**YOUR TASK**
Rewrite the listing below with every "baby's" changed to "child's" and everything else kept the same. Leave the pictures out of your answer.

**INFORMATION GIVEN**
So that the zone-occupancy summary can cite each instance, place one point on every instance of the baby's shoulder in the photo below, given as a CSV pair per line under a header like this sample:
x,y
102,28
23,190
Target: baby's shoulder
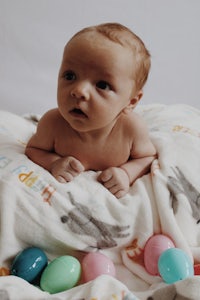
x,y
133,121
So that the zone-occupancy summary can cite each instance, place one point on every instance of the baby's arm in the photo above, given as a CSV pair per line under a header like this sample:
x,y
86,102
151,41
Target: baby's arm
x,y
40,149
118,179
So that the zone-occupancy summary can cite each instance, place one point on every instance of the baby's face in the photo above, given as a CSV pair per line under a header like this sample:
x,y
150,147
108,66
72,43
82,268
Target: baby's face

**ANSWER TO THIS PROBLEM**
So that the zone-occupancy summary can cite each instance, place one point on every instance of the child's shoulder in the photo below, given as a CSV pair per line under a header like this sample:
x,y
102,28
23,190
Target: child's shoulder
x,y
133,121
So that the zone-occupancy summary can cite each instance, place one point on every instance of the child's arm in the photo above, given as a CSV pair per line under a header like this sample:
x,y
86,102
151,41
Target: child's arm
x,y
40,149
118,179
So that the zone-occupancy summary can cite each instance, place one point on every instance of the child's face in the photo above, given as a CSV pair per line under a header like this sample:
x,y
150,147
108,66
72,43
82,268
Target: child's face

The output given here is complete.